All the data should be repeated exactly. Any image in it is left out.

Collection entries
** Begin **
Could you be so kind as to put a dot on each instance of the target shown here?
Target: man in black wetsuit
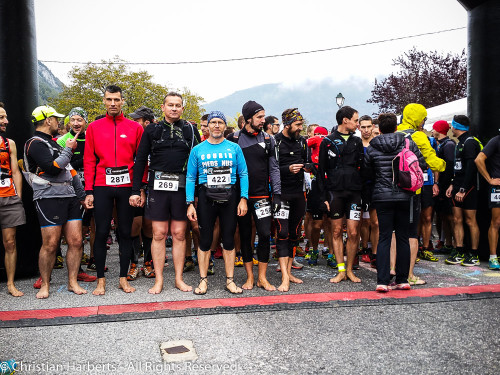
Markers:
(259, 151)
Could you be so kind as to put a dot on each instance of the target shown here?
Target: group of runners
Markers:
(161, 179)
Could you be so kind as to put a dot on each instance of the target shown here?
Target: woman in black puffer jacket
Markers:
(391, 202)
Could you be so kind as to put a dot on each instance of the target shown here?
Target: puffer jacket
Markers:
(413, 115)
(378, 166)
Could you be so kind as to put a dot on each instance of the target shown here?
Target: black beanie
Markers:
(250, 108)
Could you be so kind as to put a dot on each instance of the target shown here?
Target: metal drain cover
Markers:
(178, 351)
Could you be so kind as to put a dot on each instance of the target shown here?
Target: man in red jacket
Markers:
(110, 148)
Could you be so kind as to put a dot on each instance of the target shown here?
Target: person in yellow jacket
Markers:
(414, 117)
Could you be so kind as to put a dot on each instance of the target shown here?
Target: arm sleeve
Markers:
(241, 168)
(191, 175)
(89, 160)
(42, 156)
(141, 161)
(274, 171)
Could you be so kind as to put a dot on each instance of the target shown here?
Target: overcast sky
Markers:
(194, 30)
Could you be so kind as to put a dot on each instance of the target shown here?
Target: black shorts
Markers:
(469, 202)
(346, 203)
(494, 197)
(166, 205)
(87, 216)
(426, 199)
(414, 216)
(314, 203)
(57, 211)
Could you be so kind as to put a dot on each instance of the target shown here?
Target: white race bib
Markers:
(117, 176)
(166, 182)
(283, 212)
(218, 176)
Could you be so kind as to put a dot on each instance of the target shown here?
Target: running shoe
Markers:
(313, 260)
(493, 264)
(331, 261)
(218, 252)
(427, 255)
(296, 265)
(188, 264)
(211, 270)
(85, 277)
(133, 272)
(85, 259)
(299, 251)
(454, 258)
(470, 260)
(238, 261)
(59, 262)
(148, 270)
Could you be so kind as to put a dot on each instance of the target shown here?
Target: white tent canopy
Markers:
(445, 112)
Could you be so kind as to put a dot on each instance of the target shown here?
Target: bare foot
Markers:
(248, 284)
(285, 286)
(353, 277)
(44, 292)
(182, 286)
(340, 277)
(295, 280)
(125, 286)
(14, 291)
(75, 288)
(100, 290)
(266, 285)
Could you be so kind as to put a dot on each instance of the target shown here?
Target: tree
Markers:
(427, 78)
(89, 82)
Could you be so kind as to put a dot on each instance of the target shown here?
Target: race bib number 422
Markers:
(117, 176)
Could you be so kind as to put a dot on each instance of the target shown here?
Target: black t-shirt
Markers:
(492, 151)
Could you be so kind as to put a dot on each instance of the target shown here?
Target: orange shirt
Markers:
(7, 188)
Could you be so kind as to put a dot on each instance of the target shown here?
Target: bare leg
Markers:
(9, 243)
** End **
Output for this task
Could you be so kind as to put a dot on each instance of the target shown here?
Target: man in black wetsuit
Markers:
(259, 151)
Could you be so kind as to put a dot on each instance of the target shown here?
Target: group of runners
Markers:
(161, 179)
Could you be so kind as to put a dot on each instance of the target shown here?
Target: woman in black puffer jacket
Markers:
(391, 202)
Could you be so kind as to put a dot on each instance of the target shown here?
Target: puffer jacket
Markers:
(413, 115)
(378, 166)
Could you be so kind as to put a dot on each instance of the target shown here?
Target: black beanie
Markers:
(250, 108)
Could you be so kind as to put a dot on each instance of the target shown here?
Target: metal drain cover
Markers:
(178, 351)
Could you be so kind as to put a dot on each instance of the target shown here?
Target: man in red jacket
Markers:
(110, 148)
Could you be so kind as to put a dot on each instance of the target shown here?
Target: person in yellow jacket
Markers:
(414, 117)
Could you be so kind as to put a dot on each instance of the target shown here?
Target: arm sleeve
Markers:
(241, 168)
(191, 175)
(89, 160)
(42, 156)
(141, 161)
(274, 171)
Could you be so kind as to put a dot on each instance of the target shown here?
Target: overcast sky
Markers:
(194, 30)
Could you be so kind as to put a dot on each instance of the target shown here?
Target: black shorts
Markers:
(469, 202)
(346, 203)
(494, 197)
(166, 205)
(87, 216)
(426, 199)
(414, 216)
(314, 203)
(57, 211)
Could you be so kind as to put a dot on each instance of the target shown here?
Target: white race bib
Markers:
(117, 176)
(166, 182)
(283, 212)
(218, 176)
Could you be so kind as to put a dot on each instance of the target shown here?
Target: running shoe
Markers:
(313, 260)
(493, 264)
(331, 261)
(218, 252)
(427, 255)
(296, 265)
(188, 264)
(211, 270)
(85, 277)
(133, 272)
(85, 259)
(299, 251)
(454, 258)
(470, 260)
(238, 261)
(59, 262)
(148, 270)
Could you be so kind as to put a dot on each instance of the target shown here?
Target: white tent canopy
Markers:
(445, 112)
Could you be so kind as to put a dot on each instance of the target shown here?
Target: bare foot
Markers:
(248, 284)
(285, 286)
(353, 277)
(44, 292)
(182, 286)
(340, 277)
(295, 280)
(125, 286)
(14, 291)
(75, 288)
(100, 290)
(266, 285)
Could you be so kind as to put a dot on each instance of the target shown here?
Target: tree
Markers:
(427, 78)
(89, 82)
Could you be so kind as to put a dot on each instance of the target shown here?
Target: race bib number 422
Markers:
(117, 176)
Could you be so kind as to put a dot on each instance of the target shown here?
Target: black t-shirt
Markers:
(492, 151)
Could you be so kind as to put a dot on each instance of the target shown here?
Target: orange shirt
Markers:
(7, 188)
Could you be so kind as to put a dot on each instance of the target shown here?
Target: bare leg
Markers:
(9, 243)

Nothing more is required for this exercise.